**WORK TO COMPLETE:** Retype only what runs from the line that contains "Could you kindly annotate the spoon" through the last line of the listing below, both lines included.

**EXERCISE DATA:**
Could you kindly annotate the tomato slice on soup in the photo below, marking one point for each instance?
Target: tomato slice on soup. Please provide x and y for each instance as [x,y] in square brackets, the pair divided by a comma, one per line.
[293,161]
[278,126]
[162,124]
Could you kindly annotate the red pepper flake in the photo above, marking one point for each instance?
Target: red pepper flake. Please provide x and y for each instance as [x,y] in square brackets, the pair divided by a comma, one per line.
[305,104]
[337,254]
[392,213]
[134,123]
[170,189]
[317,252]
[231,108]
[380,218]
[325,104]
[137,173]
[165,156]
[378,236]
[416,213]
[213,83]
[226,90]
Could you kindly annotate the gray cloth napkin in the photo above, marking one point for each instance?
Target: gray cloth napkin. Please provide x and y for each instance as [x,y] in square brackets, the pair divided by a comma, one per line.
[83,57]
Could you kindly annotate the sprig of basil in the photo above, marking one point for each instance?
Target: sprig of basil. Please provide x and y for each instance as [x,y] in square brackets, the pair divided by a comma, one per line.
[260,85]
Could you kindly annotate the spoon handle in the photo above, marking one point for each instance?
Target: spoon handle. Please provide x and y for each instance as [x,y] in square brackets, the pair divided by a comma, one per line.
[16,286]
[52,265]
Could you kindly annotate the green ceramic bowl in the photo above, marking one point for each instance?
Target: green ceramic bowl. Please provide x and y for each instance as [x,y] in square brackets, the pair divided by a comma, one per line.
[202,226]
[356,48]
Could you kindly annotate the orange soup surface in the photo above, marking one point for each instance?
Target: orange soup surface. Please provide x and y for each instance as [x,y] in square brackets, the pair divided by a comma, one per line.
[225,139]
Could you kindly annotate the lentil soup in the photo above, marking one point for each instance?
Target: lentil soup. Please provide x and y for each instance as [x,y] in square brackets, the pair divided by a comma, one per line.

**RIGHT ANSWER:**
Could you kindly annotate the spoon handle in the photo above, marking one point for each instance?
Target: spoon handle. Please provide x and y for each instance as [x,y] in square brackets, the pair divided by a comma, one per line.
[16,286]
[52,265]
Could you kindly annotate the green ceramic bowl in the photo above, marking one point for each instance?
Target: green ceramic bowl. Please provide x and y for each instance as [x,y] in square brackets, the pair divided by a comma, one per line.
[202,226]
[356,48]
Could you kindly annotate the orange soup surface in the photo above, marking one point for each instance?
Target: orange soup surface. Please provide x and y for each instance as [x,y] in square brackets, the pair divided by a comma, one per line.
[225,139]
Could you kindly annotate the lentil soup in the photo above, marking one point for each instance?
Target: lentil soup. Please provide x and y for each instance as [x,y] in square brackets, the pair divided by a comma, one per line.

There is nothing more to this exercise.